— PASSAGE GIVEN —

Keywords

1 Introduction

Novelty detection, also known as anomaly detection or outlier detection, is the task of identifying data that are different in some respect from other predominant chunks of data in a dataset [10]. Novelty is the property of abnormal data that usually indicates a defect (industry), a fraud (business), or a new topic in texts (media). In many cases, no definition is given for novelty before detection, and the abnormal data embedded in a large amount of normal data are not sufficient to build a class for novelty. Novelty detection is thus best conceptualized as an unsupervised machine learning application, i.e., no labels are available and detections can only be based on the intrinsic properties of the data.

In the context of streaming data, there are two additional constraints on the design of a novelty detection model that do not generally apply in the classical case [4]: (1) the model can only use the data that has arrived before detection is performed, and (2) the detection must be made within a bounded (short) time. If these two requirements are satisfied, this type of novelty detection is called online novelty detection. When online novelty detection is applied in the context of First Story Detection (FSD), the detection is targeted at finding the very first story about each new topic, e.g. the first news report discussing the “Beast from the East” hitting Ireland. Hundreds of online novelty detection models have been applied to FSD, however, the vast majority of research aims only at improving the performance of the detection for some specific dataset, and very few of them focus on the insight of novelty itself. A general categorisation of novelty detection models was previously proposed by Pimentel [10] which includes: probabilistic-based, distance-based, reconstruction-based, domain-based, and information-theoretic models. However, this categorisation is established solely on the techniques used in the detection, and therefore does not naturally provide comparisons across the categories, nor insights into how the different categories of models define the concept of novelty.

— WHAT YOU NEED TO DO —
1. From the passage on novelty detection, write out the section starting with "1 Introduction" and going on through "of the data.".
2. Condense the paragraph of the passage on novelty detection that begins "Novelty detection, also known as anomaly detection" into a shorter version that keeps its main facts.
The records that come after this passage have no connection to it.

— RECORDS SHOWN —
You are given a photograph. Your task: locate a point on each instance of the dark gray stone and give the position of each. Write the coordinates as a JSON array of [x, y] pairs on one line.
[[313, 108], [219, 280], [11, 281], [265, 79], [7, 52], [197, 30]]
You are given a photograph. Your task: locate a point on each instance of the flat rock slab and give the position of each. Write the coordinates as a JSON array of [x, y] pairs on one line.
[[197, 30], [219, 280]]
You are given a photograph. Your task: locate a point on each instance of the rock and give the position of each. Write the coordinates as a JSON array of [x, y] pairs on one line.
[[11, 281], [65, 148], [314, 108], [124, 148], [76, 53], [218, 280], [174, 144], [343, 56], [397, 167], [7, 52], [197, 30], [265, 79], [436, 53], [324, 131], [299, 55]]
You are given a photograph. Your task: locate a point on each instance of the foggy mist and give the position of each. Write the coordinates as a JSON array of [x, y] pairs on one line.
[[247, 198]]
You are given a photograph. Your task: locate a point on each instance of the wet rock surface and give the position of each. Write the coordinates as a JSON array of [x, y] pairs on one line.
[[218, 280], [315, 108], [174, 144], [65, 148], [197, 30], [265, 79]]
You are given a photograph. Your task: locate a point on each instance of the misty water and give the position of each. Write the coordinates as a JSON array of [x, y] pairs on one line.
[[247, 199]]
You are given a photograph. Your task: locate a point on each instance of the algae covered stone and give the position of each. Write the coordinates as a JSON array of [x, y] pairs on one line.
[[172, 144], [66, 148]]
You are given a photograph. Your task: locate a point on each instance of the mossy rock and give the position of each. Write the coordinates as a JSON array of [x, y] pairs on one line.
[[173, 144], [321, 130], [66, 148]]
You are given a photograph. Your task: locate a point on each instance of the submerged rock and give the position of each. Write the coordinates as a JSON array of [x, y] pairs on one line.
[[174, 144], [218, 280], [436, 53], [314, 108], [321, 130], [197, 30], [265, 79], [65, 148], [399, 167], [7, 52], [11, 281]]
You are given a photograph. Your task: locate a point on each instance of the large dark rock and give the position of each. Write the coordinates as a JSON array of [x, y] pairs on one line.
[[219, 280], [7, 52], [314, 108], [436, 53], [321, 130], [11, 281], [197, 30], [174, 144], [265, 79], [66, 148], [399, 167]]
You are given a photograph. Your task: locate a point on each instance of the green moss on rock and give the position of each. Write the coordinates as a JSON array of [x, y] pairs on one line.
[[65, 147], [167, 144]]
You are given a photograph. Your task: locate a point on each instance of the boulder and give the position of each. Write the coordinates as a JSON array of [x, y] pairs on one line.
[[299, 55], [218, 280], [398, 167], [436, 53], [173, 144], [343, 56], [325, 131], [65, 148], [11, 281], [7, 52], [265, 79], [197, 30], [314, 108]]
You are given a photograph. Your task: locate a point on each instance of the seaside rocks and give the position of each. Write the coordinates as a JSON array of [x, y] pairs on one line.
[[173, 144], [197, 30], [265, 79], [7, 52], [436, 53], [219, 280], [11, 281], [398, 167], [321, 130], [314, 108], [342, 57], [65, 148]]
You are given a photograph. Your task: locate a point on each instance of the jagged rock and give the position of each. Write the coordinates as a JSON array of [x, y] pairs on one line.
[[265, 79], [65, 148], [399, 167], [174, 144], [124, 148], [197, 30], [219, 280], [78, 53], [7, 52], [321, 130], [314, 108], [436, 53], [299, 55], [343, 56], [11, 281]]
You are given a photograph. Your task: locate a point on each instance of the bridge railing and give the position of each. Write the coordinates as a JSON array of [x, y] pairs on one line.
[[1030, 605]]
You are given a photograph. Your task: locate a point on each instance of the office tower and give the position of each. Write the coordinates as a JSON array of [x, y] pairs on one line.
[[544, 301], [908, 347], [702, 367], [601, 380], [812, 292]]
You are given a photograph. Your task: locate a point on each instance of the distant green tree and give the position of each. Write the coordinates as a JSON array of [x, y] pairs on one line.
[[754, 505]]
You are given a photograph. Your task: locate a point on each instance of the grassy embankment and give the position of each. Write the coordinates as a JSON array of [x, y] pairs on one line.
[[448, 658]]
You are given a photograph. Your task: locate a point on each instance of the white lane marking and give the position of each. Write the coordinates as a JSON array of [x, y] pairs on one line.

— OUTPUTS FOR THE TASKS —
1.
1 Introduction

Novelty detection, also known as anomaly detection or outlier detection, is the task of identifying data that are different in some respect from other predominant chunks of data in a dataset [10]. Novelty is the property of abnormal data that usually indicates a defect (industry), a fraud (business), or a new topic in texts (media). In many cases, no definition is given for novelty before detection, and the abnormal data embedded in a large amount of normal data are not sufficient to build a class for novelty. Novelty detection is thus best conceptualized as an unsupervised machine learning application, i.e., no labels are available and detections can only be based on the intrinsic properties of the data.

2. Novelty detection, also called anomaly or outlier detection, identifies data that differ from the predominant data in a dataset. Novelty is a property of abnormal data. It usually signals a defect in industry, fraud in business, or a new topic in media texts. Novelty is often undefined before detection, and the abnormal data are too scarce among the normal data to form a class. For these reasons, the task is best treated as unsupervised machine learning: no labels are available, so detection relies only on the data's intrinsic properties.